→ **GOAL**: With the pictures omitted, write out the entries that follow exactly as they stand.

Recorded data
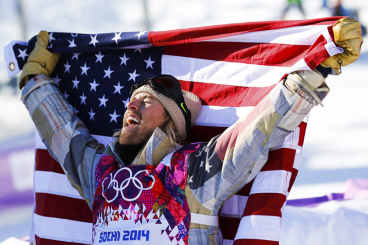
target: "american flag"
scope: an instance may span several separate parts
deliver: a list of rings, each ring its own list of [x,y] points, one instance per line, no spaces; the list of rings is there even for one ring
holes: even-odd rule
[[[340,53],[332,30],[340,18],[162,32],[51,32],[49,50],[60,54],[51,77],[91,133],[106,144],[122,125],[131,85],[172,75],[202,100],[188,141],[206,141],[246,115],[287,74],[313,69]],[[10,75],[21,69],[35,40],[8,46]],[[283,207],[300,164],[306,126],[302,122],[272,149],[255,178],[224,203],[220,215],[224,244],[279,244]],[[31,241],[91,244],[91,212],[37,137],[36,142]]]

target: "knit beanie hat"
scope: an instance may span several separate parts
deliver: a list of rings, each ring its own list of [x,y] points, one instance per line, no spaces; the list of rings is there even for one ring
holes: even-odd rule
[[[195,119],[201,112],[202,104],[199,97],[197,96],[190,92],[183,90],[181,91],[184,101],[192,114],[191,121],[192,127]],[[130,98],[133,98],[138,93],[143,92],[151,94],[162,104],[173,120],[176,130],[181,137],[181,140],[185,140],[187,138],[185,119],[181,110],[174,100],[166,97],[164,94],[156,91],[148,85],[142,86],[135,90]]]

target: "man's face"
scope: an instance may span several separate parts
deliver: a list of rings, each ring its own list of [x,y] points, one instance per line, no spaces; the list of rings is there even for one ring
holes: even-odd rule
[[[157,127],[169,119],[163,106],[151,94],[138,93],[128,103],[119,143],[121,145],[146,142]]]

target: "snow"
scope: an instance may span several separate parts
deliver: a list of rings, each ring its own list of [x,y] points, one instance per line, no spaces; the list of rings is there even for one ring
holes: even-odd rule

→ **THE RESULT**:
target: "american flag"
scope: an instance may span several separate parts
deliver: a list of rings, each ring its own list of [x,y] points, one instance per line, no spaces; the list of rings is there even for one ring
holes: even-odd rule
[[[340,53],[332,30],[340,18],[162,32],[51,32],[49,50],[60,54],[51,77],[91,133],[106,144],[122,125],[131,85],[172,75],[202,100],[188,141],[206,141],[246,115],[287,74],[313,69]],[[10,75],[21,69],[35,40],[8,46]],[[283,207],[300,164],[306,126],[302,122],[272,149],[255,178],[224,203],[220,215],[224,244],[279,244]],[[31,241],[91,244],[91,212],[37,137],[36,142]]]

target: "knit beanie hat"
scope: an instance may span several separate parts
deliver: a list of rings, each ring its own list of [x,y] points, one instance per line, no spaces; the list of rings is there even for one ring
holes: even-odd rule
[[[195,119],[201,112],[202,104],[199,97],[197,96],[190,92],[183,90],[181,91],[184,101],[192,114],[191,121],[192,127]],[[130,98],[133,98],[138,93],[143,92],[151,94],[162,104],[173,120],[176,130],[181,137],[181,140],[185,140],[187,138],[185,119],[181,110],[174,100],[166,97],[164,94],[156,91],[148,85],[142,86],[135,90]]]

target: "man's face"
scope: an instance may span several separate parts
deliver: a list of rings, each ring its own list of [x,y] points, one instance per line, no spaces; the list of rings is there even for one ring
holes: even-odd rule
[[[157,127],[169,119],[163,106],[151,94],[138,93],[128,103],[119,143],[121,145],[146,142]]]

target: "snow"
scope: an instance may span several separate parts
deliver: a list of rings, each ring its own list of [x,y] points, one instance per line, no spaces; the list of rings is there even for one ring
holes: even-odd rule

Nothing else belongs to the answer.